▶ _PROBLEM_
Copy out, word for word, the lines between the one holding "Given the image below, detect puppy's" and the one holding "[183,60,246,146]", inclusive.

▶ _RECORD EXTRACTS_
__________
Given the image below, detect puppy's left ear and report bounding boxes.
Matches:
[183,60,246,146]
__________
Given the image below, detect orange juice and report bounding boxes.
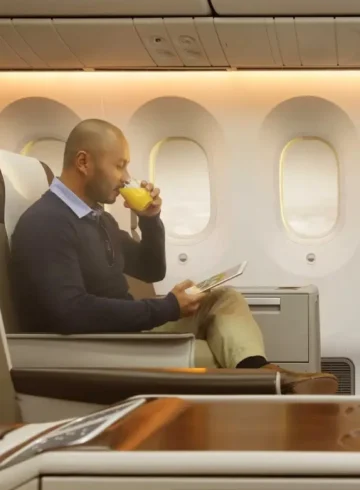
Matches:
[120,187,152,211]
__________
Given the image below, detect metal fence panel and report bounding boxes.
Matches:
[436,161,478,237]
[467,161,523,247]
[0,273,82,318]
__________
▶ _SOLUTION TO THE EXERCISE_
Given the image below, detect puppy's left ear and report bounding boxes.
Matches:
[183,60,246,146]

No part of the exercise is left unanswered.